-- WRITTEN TASK --
Reproduce verbatim the lines of the material below, starting with the line containing "A test automation script must locate the still" and continuing through the line containing "[[0, 505, 1270, 952]]", both included, and nothing else.

-- ENTRIES SUPPLIED --

Start

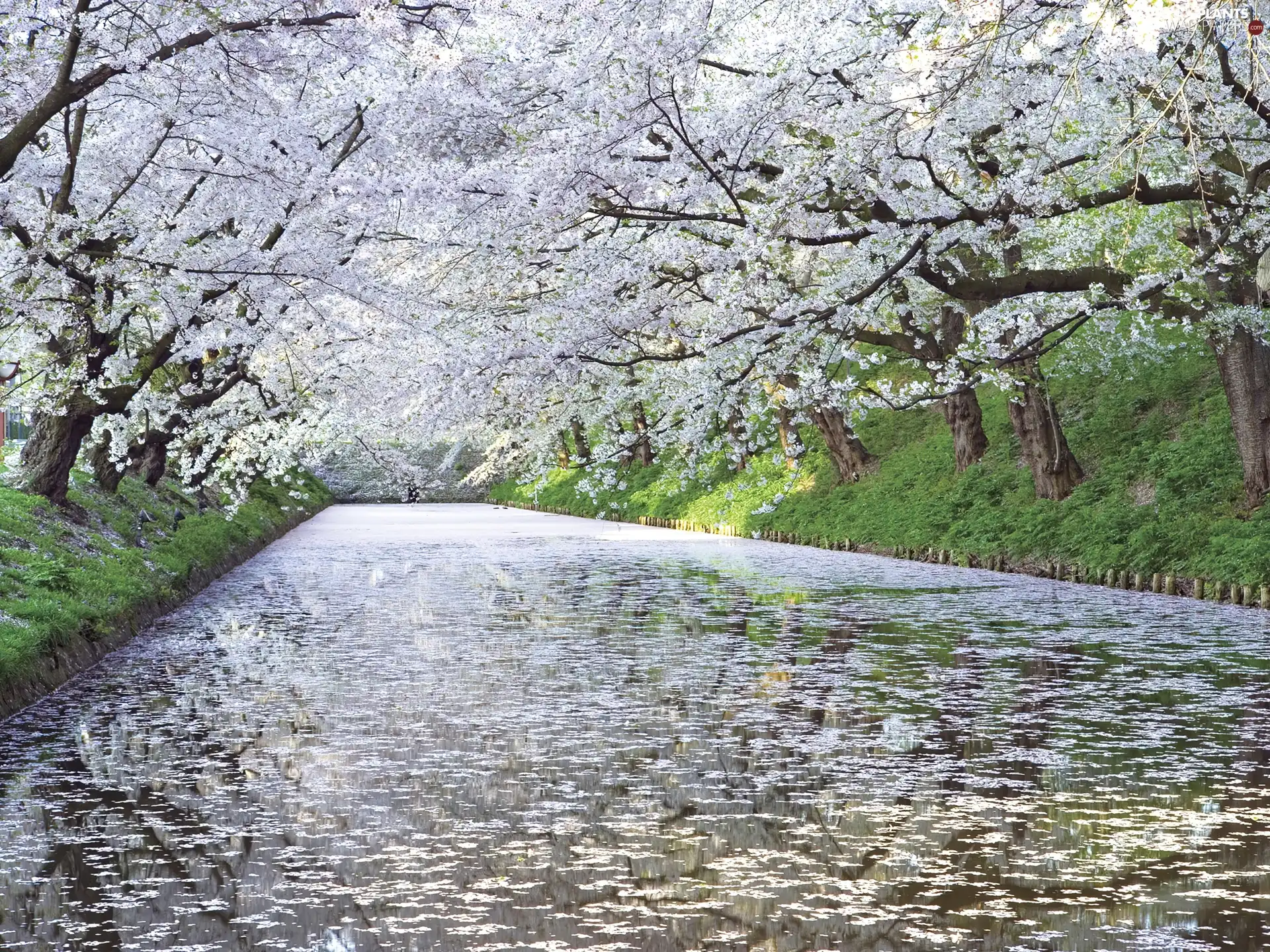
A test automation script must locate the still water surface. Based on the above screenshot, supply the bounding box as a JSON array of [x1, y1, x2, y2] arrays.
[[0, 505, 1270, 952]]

End
Start

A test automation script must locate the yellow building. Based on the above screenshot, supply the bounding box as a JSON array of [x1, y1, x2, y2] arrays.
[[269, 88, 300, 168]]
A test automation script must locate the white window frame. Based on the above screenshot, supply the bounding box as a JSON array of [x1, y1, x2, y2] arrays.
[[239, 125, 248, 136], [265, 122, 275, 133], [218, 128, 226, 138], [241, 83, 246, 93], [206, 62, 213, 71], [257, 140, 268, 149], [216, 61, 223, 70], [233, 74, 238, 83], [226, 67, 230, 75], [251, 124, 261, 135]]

End

-- WORKED SOLUTION --
A test automation script must locate the still water surface. Based on the above screenshot, supply the bounding box as a JSON array of [x1, y1, x2, y2] arrays.
[[0, 505, 1270, 952]]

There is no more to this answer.